__INSTRUCTIONS TO FOLLOW__:
Rewrite the rows from the line containing "Task: point out the woman singing" through the line containing "point(109, 149)", task lines included, and offset every answer coordinate by adding -15 to each number. Leave the numbers in the task lines, including the format samples, unchanged.

__LISTED ENTRIES__:
- - -
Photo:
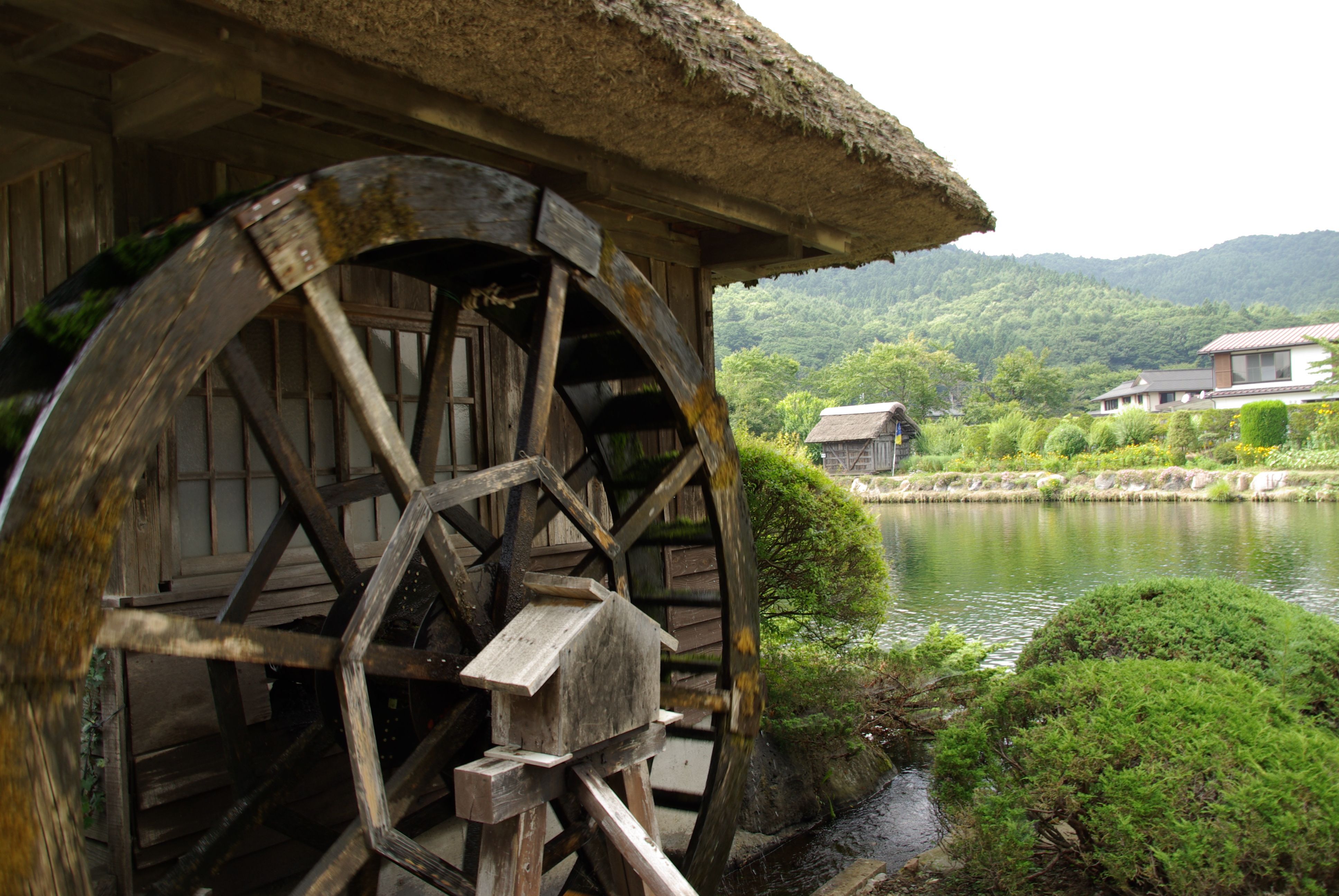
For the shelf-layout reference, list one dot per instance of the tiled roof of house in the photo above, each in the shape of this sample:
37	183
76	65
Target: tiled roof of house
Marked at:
1271	338
1163	381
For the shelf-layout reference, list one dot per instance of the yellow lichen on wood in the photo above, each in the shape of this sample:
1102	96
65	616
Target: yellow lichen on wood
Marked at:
53	571
379	217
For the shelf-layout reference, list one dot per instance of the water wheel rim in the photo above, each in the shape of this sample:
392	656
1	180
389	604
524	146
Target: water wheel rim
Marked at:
85	450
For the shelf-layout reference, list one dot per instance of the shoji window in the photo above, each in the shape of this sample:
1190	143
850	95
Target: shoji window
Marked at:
227	493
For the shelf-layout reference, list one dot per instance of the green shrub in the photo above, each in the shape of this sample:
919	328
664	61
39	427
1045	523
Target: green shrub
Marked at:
820	698
821	568
1182	432
977	441
1216	425
1102	437
1305	460
1132	427
929	463
942	437
1007	433
1213	620
1066	440
1034	438
1314	425
1147	776
1265	424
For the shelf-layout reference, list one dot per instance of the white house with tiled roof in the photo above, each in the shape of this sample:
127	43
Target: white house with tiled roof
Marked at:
1156	390
1268	363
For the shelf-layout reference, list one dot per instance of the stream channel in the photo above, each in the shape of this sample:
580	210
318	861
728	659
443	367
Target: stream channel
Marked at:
999	571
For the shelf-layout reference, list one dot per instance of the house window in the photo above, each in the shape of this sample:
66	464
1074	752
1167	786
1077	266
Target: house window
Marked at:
227	495
1262	367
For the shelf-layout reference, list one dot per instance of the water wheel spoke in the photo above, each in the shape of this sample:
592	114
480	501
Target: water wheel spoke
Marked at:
434	398
519	533
575	510
208	856
294	476
355	375
647	508
149	633
414	776
547	510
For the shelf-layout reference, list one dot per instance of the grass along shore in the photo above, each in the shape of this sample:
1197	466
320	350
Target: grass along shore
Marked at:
1145	484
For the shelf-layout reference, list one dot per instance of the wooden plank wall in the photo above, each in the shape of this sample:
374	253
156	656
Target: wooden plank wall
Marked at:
165	776
49	228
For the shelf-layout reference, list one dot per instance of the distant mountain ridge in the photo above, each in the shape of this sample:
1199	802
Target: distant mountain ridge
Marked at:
1298	271
983	307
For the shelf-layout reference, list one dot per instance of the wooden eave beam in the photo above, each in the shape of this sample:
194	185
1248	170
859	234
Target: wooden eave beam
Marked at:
33	105
167	97
25	155
207	35
47	43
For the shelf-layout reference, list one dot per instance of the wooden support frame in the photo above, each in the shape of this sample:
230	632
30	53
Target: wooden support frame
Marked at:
492	791
150	633
632	842
519	532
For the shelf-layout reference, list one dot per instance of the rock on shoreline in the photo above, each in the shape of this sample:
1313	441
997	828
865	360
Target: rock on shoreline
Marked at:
1148	484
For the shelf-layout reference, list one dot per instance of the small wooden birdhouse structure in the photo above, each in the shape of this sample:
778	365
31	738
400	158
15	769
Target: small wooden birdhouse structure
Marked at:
578	666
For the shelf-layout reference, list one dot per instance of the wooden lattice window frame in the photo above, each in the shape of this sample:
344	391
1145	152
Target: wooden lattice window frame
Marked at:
405	326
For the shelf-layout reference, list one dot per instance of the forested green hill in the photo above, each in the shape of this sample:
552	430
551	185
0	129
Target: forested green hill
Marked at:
983	307
1298	271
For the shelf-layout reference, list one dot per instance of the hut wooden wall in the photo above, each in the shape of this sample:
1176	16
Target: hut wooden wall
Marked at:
164	777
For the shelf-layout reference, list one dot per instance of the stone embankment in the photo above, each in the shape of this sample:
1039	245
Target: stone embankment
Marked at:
1160	484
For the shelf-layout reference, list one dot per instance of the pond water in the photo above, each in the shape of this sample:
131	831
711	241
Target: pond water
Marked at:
999	571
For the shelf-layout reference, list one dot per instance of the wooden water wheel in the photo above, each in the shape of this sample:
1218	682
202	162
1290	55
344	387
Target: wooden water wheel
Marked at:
596	335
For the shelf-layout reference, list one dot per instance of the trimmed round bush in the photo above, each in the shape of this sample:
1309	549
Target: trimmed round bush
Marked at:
1265	424
977	440
1151	776
1102	438
1066	440
1215	620
1132	427
1182	432
821	570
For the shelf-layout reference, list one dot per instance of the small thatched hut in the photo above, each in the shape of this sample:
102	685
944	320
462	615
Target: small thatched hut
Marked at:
703	144
864	438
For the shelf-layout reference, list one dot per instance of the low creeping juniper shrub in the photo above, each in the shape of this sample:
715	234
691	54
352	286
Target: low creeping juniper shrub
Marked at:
1213	620
1147	776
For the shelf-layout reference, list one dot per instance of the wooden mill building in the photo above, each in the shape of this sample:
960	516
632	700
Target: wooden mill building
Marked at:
709	149
864	438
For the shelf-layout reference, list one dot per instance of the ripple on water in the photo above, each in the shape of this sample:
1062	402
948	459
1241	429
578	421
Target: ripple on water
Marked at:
999	571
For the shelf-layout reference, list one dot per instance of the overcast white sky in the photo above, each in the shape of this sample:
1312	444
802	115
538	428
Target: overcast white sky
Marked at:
1104	129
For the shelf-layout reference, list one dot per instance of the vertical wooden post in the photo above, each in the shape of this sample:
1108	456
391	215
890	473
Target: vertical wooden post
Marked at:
512	855
116	781
515	559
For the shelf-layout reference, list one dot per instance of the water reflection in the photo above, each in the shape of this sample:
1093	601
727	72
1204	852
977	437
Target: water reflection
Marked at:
998	571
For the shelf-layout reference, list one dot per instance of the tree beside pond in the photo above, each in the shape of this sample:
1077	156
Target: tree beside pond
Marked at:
1171	736
821	571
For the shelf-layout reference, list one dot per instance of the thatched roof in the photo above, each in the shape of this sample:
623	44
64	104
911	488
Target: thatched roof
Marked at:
853	422
690	87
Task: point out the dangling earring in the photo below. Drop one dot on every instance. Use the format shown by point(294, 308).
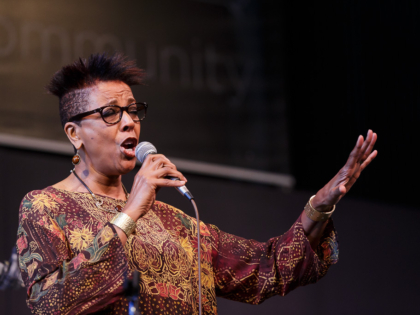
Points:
point(76, 158)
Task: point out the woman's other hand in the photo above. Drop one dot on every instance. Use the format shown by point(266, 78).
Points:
point(360, 157)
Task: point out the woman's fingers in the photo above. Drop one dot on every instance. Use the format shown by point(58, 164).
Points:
point(166, 171)
point(370, 146)
point(355, 153)
point(368, 160)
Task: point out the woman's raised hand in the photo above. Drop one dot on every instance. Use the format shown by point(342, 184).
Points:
point(147, 182)
point(360, 157)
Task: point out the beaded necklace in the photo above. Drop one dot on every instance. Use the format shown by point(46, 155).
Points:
point(99, 203)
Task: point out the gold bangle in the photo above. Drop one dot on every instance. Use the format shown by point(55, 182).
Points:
point(124, 222)
point(316, 215)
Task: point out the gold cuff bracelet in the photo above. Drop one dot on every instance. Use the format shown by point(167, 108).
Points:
point(316, 215)
point(124, 222)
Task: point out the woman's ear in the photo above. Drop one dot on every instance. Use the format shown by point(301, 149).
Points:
point(72, 131)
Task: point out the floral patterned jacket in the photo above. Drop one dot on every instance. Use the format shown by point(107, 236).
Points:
point(72, 260)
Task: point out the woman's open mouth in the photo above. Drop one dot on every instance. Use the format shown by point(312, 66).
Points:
point(128, 147)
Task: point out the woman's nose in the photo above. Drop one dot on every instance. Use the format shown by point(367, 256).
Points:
point(127, 122)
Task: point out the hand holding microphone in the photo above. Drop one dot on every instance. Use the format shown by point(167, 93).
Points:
point(156, 171)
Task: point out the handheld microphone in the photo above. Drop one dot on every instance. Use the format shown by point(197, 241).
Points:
point(145, 148)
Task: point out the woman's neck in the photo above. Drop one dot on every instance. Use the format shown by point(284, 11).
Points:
point(97, 182)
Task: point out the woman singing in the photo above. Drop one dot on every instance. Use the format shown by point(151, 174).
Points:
point(79, 239)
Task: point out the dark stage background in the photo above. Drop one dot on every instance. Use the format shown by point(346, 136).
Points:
point(279, 86)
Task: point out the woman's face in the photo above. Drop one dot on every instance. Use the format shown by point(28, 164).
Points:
point(109, 149)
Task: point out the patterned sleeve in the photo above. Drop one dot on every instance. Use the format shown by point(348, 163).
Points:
point(251, 271)
point(57, 281)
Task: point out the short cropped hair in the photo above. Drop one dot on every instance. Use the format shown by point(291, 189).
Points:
point(71, 82)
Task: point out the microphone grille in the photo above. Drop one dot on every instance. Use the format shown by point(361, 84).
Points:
point(143, 149)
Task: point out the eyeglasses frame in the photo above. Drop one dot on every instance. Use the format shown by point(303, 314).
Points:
point(100, 109)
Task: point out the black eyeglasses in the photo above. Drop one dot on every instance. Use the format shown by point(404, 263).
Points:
point(112, 114)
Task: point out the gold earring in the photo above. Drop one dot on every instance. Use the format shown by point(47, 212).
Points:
point(76, 158)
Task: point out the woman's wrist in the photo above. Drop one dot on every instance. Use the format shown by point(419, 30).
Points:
point(318, 205)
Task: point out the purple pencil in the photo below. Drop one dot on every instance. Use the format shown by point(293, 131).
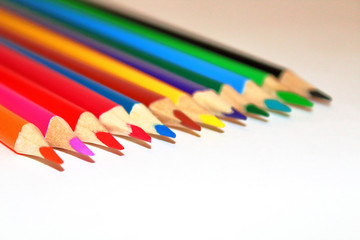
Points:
point(208, 98)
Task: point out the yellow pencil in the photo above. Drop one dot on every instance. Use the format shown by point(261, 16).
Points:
point(41, 37)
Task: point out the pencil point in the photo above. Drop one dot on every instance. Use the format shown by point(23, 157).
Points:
point(139, 133)
point(236, 114)
point(211, 120)
point(108, 139)
point(293, 98)
point(165, 131)
point(276, 105)
point(251, 108)
point(49, 154)
point(316, 93)
point(186, 121)
point(80, 147)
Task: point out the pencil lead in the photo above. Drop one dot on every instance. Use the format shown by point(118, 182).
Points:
point(236, 114)
point(165, 131)
point(276, 105)
point(109, 140)
point(80, 147)
point(139, 133)
point(316, 93)
point(293, 98)
point(186, 121)
point(211, 120)
point(251, 108)
point(49, 154)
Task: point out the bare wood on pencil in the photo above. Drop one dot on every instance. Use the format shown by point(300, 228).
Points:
point(30, 141)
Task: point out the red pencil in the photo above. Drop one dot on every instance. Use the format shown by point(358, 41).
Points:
point(24, 137)
point(85, 125)
point(113, 116)
point(55, 129)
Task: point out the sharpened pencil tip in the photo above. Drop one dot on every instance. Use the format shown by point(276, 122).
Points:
point(211, 120)
point(316, 93)
point(251, 108)
point(276, 105)
point(80, 147)
point(109, 140)
point(139, 133)
point(164, 131)
point(236, 114)
point(293, 98)
point(186, 121)
point(49, 154)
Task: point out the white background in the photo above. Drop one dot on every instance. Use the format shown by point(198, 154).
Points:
point(294, 177)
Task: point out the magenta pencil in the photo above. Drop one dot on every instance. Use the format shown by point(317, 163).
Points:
point(56, 130)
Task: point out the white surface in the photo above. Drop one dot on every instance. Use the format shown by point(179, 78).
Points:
point(290, 178)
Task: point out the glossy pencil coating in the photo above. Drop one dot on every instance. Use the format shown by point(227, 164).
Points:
point(105, 29)
point(108, 112)
point(201, 94)
point(186, 121)
point(221, 68)
point(24, 137)
point(235, 55)
point(238, 101)
point(276, 105)
point(139, 133)
point(96, 62)
point(109, 140)
point(51, 126)
point(251, 108)
point(85, 125)
point(292, 98)
point(49, 154)
point(165, 131)
point(145, 118)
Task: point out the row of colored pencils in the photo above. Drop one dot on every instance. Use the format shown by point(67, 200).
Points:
point(73, 72)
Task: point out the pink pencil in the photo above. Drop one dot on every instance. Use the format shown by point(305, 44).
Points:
point(56, 130)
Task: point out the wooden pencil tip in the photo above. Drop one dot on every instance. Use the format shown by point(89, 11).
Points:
point(186, 121)
point(236, 114)
point(276, 105)
point(316, 93)
point(49, 154)
point(108, 139)
point(139, 133)
point(80, 147)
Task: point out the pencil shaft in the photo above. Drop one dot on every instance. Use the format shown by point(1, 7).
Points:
point(196, 40)
point(242, 69)
point(92, 25)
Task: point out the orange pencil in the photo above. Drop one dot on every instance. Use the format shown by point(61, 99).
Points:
point(23, 137)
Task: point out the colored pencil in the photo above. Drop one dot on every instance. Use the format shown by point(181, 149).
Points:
point(56, 130)
point(108, 31)
point(240, 103)
point(116, 97)
point(284, 75)
point(24, 137)
point(109, 113)
point(85, 125)
point(206, 97)
point(225, 91)
point(74, 51)
point(264, 79)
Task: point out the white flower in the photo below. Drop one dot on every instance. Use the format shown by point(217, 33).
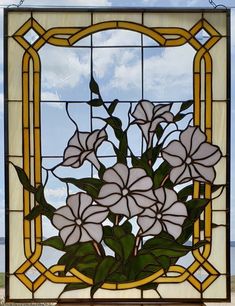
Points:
point(79, 220)
point(82, 146)
point(148, 116)
point(167, 214)
point(191, 157)
point(127, 191)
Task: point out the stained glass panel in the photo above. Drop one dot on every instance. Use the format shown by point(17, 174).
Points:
point(117, 155)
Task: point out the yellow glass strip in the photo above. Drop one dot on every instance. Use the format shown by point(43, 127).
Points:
point(207, 282)
point(25, 281)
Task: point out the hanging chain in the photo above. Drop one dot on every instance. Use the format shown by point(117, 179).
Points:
point(16, 5)
point(216, 5)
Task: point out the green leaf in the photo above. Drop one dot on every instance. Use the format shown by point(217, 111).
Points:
point(24, 179)
point(103, 270)
point(95, 102)
point(186, 105)
point(54, 242)
point(94, 87)
point(35, 212)
point(165, 262)
point(114, 245)
point(46, 209)
point(90, 185)
point(128, 244)
point(139, 263)
point(160, 174)
point(112, 106)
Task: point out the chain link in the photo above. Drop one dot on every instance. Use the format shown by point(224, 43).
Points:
point(16, 5)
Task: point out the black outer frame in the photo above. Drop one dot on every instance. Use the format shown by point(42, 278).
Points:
point(228, 165)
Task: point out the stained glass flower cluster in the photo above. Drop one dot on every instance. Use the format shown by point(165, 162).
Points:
point(136, 215)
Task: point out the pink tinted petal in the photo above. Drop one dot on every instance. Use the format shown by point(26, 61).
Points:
point(109, 189)
point(66, 232)
point(160, 194)
point(171, 197)
point(142, 200)
point(73, 202)
point(133, 208)
point(121, 208)
point(109, 200)
point(140, 183)
point(174, 153)
point(207, 154)
point(94, 230)
point(66, 212)
point(180, 174)
point(60, 221)
point(84, 235)
point(175, 219)
point(207, 173)
point(112, 176)
point(74, 236)
point(145, 223)
point(84, 202)
point(173, 229)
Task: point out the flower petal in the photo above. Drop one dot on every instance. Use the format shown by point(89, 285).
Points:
point(180, 174)
point(66, 212)
point(207, 154)
point(145, 222)
point(118, 174)
point(191, 138)
point(121, 208)
point(154, 230)
point(142, 200)
point(60, 221)
point(74, 237)
point(94, 230)
point(138, 180)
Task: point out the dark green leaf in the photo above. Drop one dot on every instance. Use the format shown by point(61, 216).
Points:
point(90, 185)
point(128, 244)
point(104, 268)
point(35, 212)
point(24, 179)
point(95, 102)
point(112, 106)
point(94, 87)
point(160, 174)
point(54, 242)
point(186, 105)
point(165, 262)
point(47, 209)
point(114, 245)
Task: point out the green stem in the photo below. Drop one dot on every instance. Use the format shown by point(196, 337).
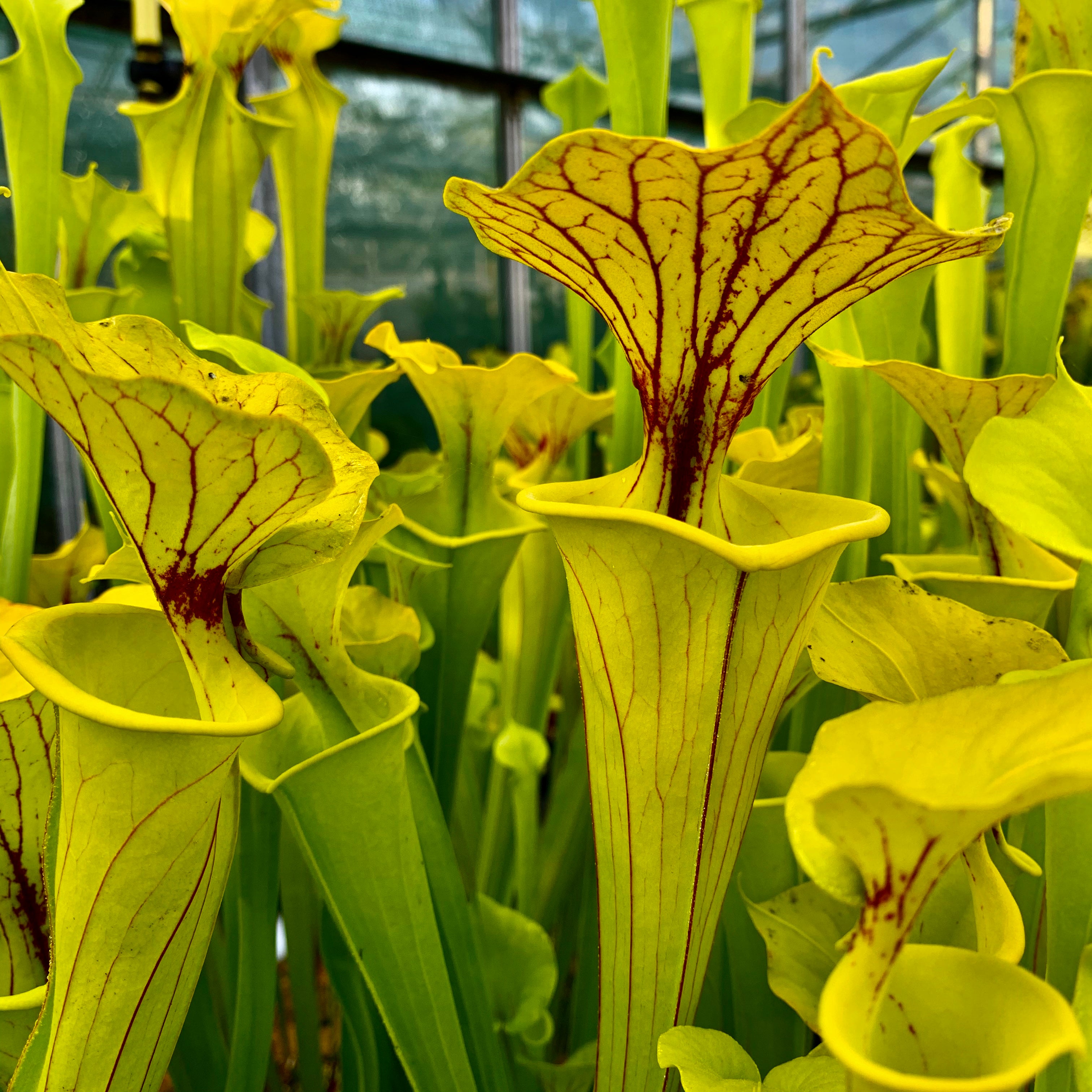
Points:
point(567, 829)
point(301, 907)
point(525, 789)
point(103, 510)
point(627, 439)
point(896, 488)
point(847, 462)
point(360, 1051)
point(457, 930)
point(256, 918)
point(200, 1058)
point(21, 511)
point(585, 1013)
point(1079, 635)
point(494, 829)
- - -
__TASK OUTPUT__:
Task: point out the woman singing in the photo above. Drop one dot on every instance. Use the format shown by point(151, 174).
Points:
point(64, 224)
Task: point out the dark stage background in the photo above. Drop one dot on every instance. Use the format shown by point(346, 136).
Points:
point(264, 71)
Task: point out the woman's face in the photo above. Drop one dot on every instance. Use the format shown by point(28, 164).
Points:
point(94, 134)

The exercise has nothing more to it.